Confieso que he sobrevivido

Epigmenio Ibarra

La guerra es una especie de hipoteca perpetua que te corroe por dentro y cuyos plazos te van cobrando con creces el privilegio de haber salido con vida.

Quien ha vivido una guerra queda marcado para siempre. Sufre una especie de discapacidad emocional. Cojea del alma, pues. Después de ver a los hombres matarse entre sí cuesta mucho insertarse de nuevo en la cotidianidad, vivir así, como se dice, "normalmente". Uno anda siempre receloso esperando lo peor. El miedo -que uno descubre en verdad cuando mira de frente los ojos de la mujer amada y de los hijos- se vuelve, aun disfrazado de temeridad, una segunda piel. Y es que a fuerza de haber desperdiciado tanta oportunidad de morir uno se sabe en deuda con la vida y espera que ésta le cobre de tajo. Aquella bomba que no cayó exactamente en el sitio donde uno se refugiaba, el disparo del francotirador que rozó la cabeza, el titubeo de un jefe que estaba a punto de ordenar un fusilamiento, la rabia del asesino que sólo por azar cayó sobre otros, los 3000 tiros por segundo de un mini cañón gatlig de un helicóptero artillado de los cuales ni uno solo te alcanzó. Todo esto se acumula en la memoria y en el corazón. No hay amor, afecto, momento que no se viva con una dosis profunda de angustia. Con prisa. En el borde del precipicio. La guerra te roba para siempre la serenidad.

Escribo esto pensando en mi mujer, en mis hijos y en mis sueños. Porque la guerra, además de la serenidad, te secuestra y entonces das a los que amas sólo retazos de ti mismo, lo que te queda como sobreviviente que, desgraciadamente, no es demasiado. Y cómo darse todo si uno anda todavía como a salto de mata esperando que en la siguiente "sí te toque" o, peor, que le toque a los que ama. Porque en la situación de combate uno se curte o cree que se curte hasta que la supuesta valentía, es decir la resignación, se derrumba, cuando jugando con una de tus hijas oyes pasar un helicóptero y te dan ganas de echarte sobre ella para cubrirla. Ver tanta muerte extiende sobre todo lo que miras un velo de tristeza profunda. La guerra, pues, es una especie de hipoteca perpetua que te corroe por dentro y cuyos plazos te van cobrando con creces el privilegio de haber salido con vida.

---*---

Copia completo el texto fuente de arriba, sobre las secuelas de la guerra, sin cambiar una sola palabra ni signo.

---*---

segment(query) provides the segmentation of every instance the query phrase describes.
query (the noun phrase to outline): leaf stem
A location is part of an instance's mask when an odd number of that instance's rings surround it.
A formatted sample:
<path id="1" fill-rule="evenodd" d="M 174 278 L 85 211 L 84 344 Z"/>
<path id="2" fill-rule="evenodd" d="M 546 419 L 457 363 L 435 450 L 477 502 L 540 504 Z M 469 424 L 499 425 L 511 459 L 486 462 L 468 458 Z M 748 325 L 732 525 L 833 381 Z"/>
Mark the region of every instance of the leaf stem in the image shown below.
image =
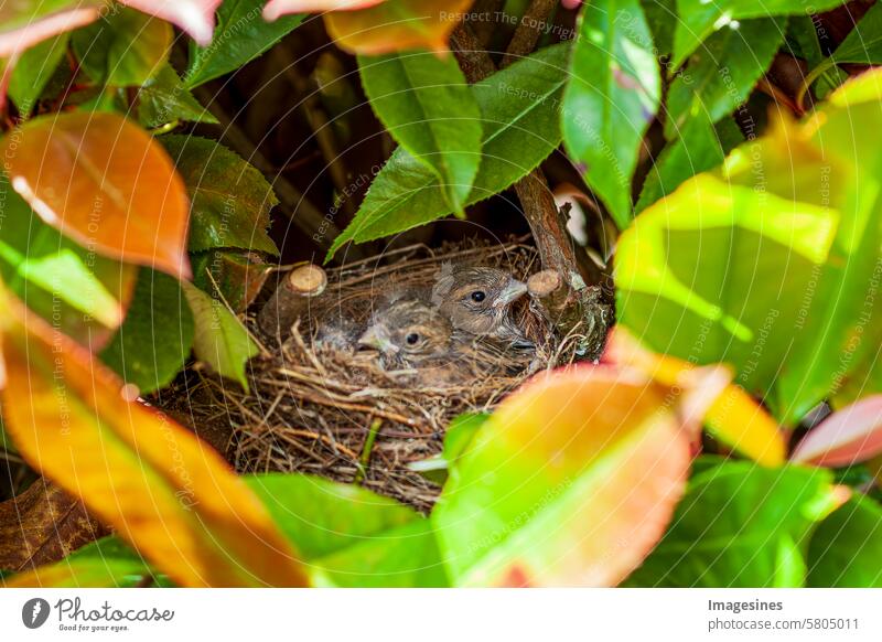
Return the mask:
<path id="1" fill-rule="evenodd" d="M 367 438 L 365 439 L 365 445 L 362 447 L 362 457 L 358 460 L 358 471 L 355 473 L 354 483 L 361 484 L 365 480 L 365 475 L 367 474 L 367 464 L 370 462 L 370 451 L 374 450 L 374 442 L 377 440 L 377 435 L 379 435 L 379 429 L 383 426 L 383 421 L 379 419 L 374 419 L 370 424 L 370 428 L 367 431 Z"/>
<path id="2" fill-rule="evenodd" d="M 835 65 L 836 62 L 832 58 L 825 58 L 822 63 L 820 63 L 817 67 L 815 67 L 808 73 L 808 75 L 803 81 L 803 84 L 799 85 L 799 90 L 796 92 L 795 101 L 796 106 L 799 109 L 802 109 L 803 111 L 806 110 L 806 107 L 803 104 L 803 101 L 805 100 L 806 94 L 808 94 L 808 89 L 811 87 L 815 81 L 817 81 L 821 76 L 821 74 L 824 74 L 826 71 L 830 69 Z"/>

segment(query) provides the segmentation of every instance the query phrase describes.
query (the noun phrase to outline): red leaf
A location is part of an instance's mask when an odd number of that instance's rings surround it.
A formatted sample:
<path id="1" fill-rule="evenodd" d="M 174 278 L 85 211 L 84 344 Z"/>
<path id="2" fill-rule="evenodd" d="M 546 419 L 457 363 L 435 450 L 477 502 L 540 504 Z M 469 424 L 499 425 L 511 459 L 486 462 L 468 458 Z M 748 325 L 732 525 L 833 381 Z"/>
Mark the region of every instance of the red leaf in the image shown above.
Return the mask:
<path id="1" fill-rule="evenodd" d="M 35 118 L 3 141 L 12 188 L 87 248 L 179 278 L 190 275 L 190 203 L 146 131 L 112 114 Z"/>
<path id="2" fill-rule="evenodd" d="M 47 12 L 34 2 L 0 3 L 0 57 L 17 57 L 39 42 L 97 20 L 103 6 L 96 0 L 72 1 L 68 9 Z"/>
<path id="3" fill-rule="evenodd" d="M 386 0 L 269 0 L 263 18 L 273 21 L 288 13 L 323 13 L 325 11 L 354 11 L 367 9 Z"/>
<path id="4" fill-rule="evenodd" d="M 120 2 L 176 24 L 198 44 L 206 46 L 212 42 L 214 12 L 222 0 L 120 0 Z"/>
<path id="5" fill-rule="evenodd" d="M 379 55 L 408 49 L 447 52 L 448 36 L 471 0 L 395 0 L 358 11 L 324 14 L 334 44 L 349 53 Z"/>
<path id="6" fill-rule="evenodd" d="M 833 413 L 813 428 L 790 456 L 792 461 L 840 467 L 882 453 L 882 395 L 873 395 Z"/>

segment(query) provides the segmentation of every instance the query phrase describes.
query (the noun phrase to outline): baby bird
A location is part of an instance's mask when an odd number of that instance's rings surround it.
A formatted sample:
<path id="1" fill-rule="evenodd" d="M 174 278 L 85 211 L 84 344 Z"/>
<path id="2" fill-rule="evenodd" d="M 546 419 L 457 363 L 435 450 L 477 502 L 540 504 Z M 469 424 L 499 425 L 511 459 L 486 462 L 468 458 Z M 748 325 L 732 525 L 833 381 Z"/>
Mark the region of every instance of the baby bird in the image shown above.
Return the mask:
<path id="1" fill-rule="evenodd" d="M 456 330 L 526 347 L 524 333 L 510 319 L 512 303 L 527 293 L 526 283 L 491 267 L 452 267 L 445 263 L 432 288 L 432 302 Z"/>
<path id="2" fill-rule="evenodd" d="M 358 343 L 378 350 L 387 367 L 419 367 L 440 362 L 450 352 L 452 330 L 431 304 L 401 298 L 374 313 Z"/>

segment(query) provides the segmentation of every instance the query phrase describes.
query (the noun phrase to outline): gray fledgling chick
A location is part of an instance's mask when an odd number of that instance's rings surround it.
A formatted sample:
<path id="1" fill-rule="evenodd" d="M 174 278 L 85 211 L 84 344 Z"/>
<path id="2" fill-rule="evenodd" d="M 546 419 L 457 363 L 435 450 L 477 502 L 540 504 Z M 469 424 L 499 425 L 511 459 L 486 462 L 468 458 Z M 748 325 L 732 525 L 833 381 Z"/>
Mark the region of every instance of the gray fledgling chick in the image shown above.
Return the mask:
<path id="1" fill-rule="evenodd" d="M 491 267 L 441 267 L 432 302 L 456 330 L 477 336 L 523 342 L 524 333 L 510 318 L 512 303 L 527 293 L 526 283 L 510 272 Z"/>
<path id="2" fill-rule="evenodd" d="M 384 365 L 419 366 L 449 353 L 452 331 L 434 307 L 402 298 L 372 315 L 358 343 L 378 350 Z"/>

---*---

**Solución desarrollada**
Confieso que he sobrevivido

Epigmenio Ibarra

La guerra es una especie de hipoteca perpetua que te corroe por dentro y cuyos plazos te van cobrando con creces el privilegio de haber salido con vida.

Quien ha vivido una guerra queda marcado para siempre. Sufre una especie de discapacidad emocional. Cojea del alma, pues. Después de ver a los hombres matarse entre sí cuesta mucho insertarse de nuevo en la cotidianidad, vivir así, como se dice, "normalmente". Uno anda siempre receloso esperando lo peor. El miedo -que uno descubre en verdad cuando mira de frente los ojos de la mujer amada y de los hijos- se vuelve, aun disfrazado de temeridad, una segunda piel. Y es que a fuerza de haber desperdiciado tanta oportunidad de morir uno se sabe en deuda con la vida y espera que ésta le cobre de tajo. Aquella bomba que no cayó exactamente en el sitio donde uno se refugiaba, el disparo del francotirador que rozó la cabeza, el titubeo de un jefe que estaba a punto de ordenar un fusilamiento, la rabia del asesino que sólo por azar cayó sobre otros, los 3000 tiros por segundo de un mini cañón gatlig de un helicóptero artillado de los cuales ni uno solo te alcanzó. Todo esto se acumula en la memoria y en el corazón. No hay amor, afecto, momento que no se viva con una dosis profunda de angustia. Con prisa. En el borde del precipicio. La guerra te roba para siempre la serenidad.

Escribo esto pensando en mi mujer, en mis hijos y en mis sueños. Porque la guerra, además de la serenidad, te secuestra y entonces das a los que amas sólo retazos de ti mismo, lo que te queda como sobreviviente que, desgraciadamente, no es demasiado. Y cómo darse todo si uno anda todavía como a salto de mata esperando que en la siguiente "sí te toque" o, peor, que le toque a los que ama. Porque en la situación de combate uno se curte o cree que se curte hasta que la supuesta valentía, es decir la resignación, se derrumba, cuando jugando con una de tus hijas oyes pasar un helicóptero y te dan ganas de echarte sobre ella para cubrirla. Ver tanta muerte extiende sobre todo lo que miras un velo de tristeza profunda. La guerra, pues, es una especie de hipoteca perpetua que te corroe por dentro y cuyos plazos te van cobrando con creces el privilegio de haber salido con vida.